Passage fourni.

┌──

Une approche exclusivement ou essentiellement pénale est insuffisante
Quant à la lutte contre ces discriminations raciales en Suisse, force est de constater que les dispositions pour contrer les formes systémiques de discriminations sont nettement insuffisantes à plusieurs titres : si la norme pénale anti-raciste (art. 261bis CP) sanctionne la « discrimination et l’incitation à la haine », elle s’inscrit dans une vision – encore largement répandue – qui attribue le phénomène avant tout à des agissements individuels et extrémistes, parfois revendiqués, mais somme toute relativement rares. Des formes de discriminations structurelles ou de racisme quotidien ne peuvent ainsi guère être couvertes. En 25 ans d’existence, l’art 261bis, qui est souvent perçu comme l’unique l’instrument de lutte contre le racisme en Suisse, a donné lieu à 24 condamnations en moyenne par an. Un décodage répandu de l’application de cette norme peut conforter l’impression du caractère exceptionnel des rares cas, même à scandale, qui confirmerait la règle générale, réconfortante, d’une large absence de discriminations raciales.
Pourtant, la Suisse a aussi inscrit le principe de
non-discrimination dans sa Constitution (art. 8 al. 2) et elle a
ratifié en 1994 la Convention internationale contre toutes les formes de
discrimination raciale (CERD). Toutefois, elle ne dispose pas de
réglementations spécifiques visant la discrimination raciale en dehors
du droit pénal. Une lecture critique de cette protection limitée contre
les discriminations peut inciter des personnes
– notamment avec un
vécu de racisme – à considérer le système judiciaire comme globalement
raciste en lui-même, ce qui est tout aussi problématique que ne l’est la
banalisation des discriminations.

└──

Liste des données.
┌──

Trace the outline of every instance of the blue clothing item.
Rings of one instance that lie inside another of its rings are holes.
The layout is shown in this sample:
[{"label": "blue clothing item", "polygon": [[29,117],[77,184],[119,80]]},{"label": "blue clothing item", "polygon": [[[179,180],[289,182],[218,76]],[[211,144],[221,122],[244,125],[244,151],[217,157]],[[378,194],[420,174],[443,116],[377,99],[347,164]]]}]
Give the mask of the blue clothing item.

└──

Objectifs.
a: Énumérez tous les textes juridiques, suisses ou internationaux, que cite le passage fourni.
b: D'après le passage fourni, en quelle année la Suisse a-t-elle ratifié la Convention internationale contre toutes les formes de discrimination raciale ?
c: Recopiez le passage fourni à partir de « Pourtant, la Suisse » et jusqu'à « banalisation des discriminations. ».

Réponses par tâche.
a:
- La norme pénale anti-raciste (art. 261bis CP)
- La Constitution (art. 8 al. 2)
- La Convention internationale contre toutes les formes de discrimination raciale (CERD)

b: En 1994.

c:
Pourtant, la Suisse a aussi inscrit le principe de
non-discrimination dans sa Constitution (art. 8 al. 2) et elle a
ratifié en 1994 la Convention internationale contre toutes les formes de
discrimination raciale (CERD). Toutefois, elle ne dispose pas de
réglementations spécifiques visant la discrimination raciale en dehors
du droit pénal. Une lecture critique de cette protection limitée contre
les discriminations peut inciter des personnes
– notamment avec un
vécu de racisme – à considérer le système judiciaire comme globalement
raciste en lui-même, ce qui est tout aussi problématique que ne l’est la
banalisation des discriminations.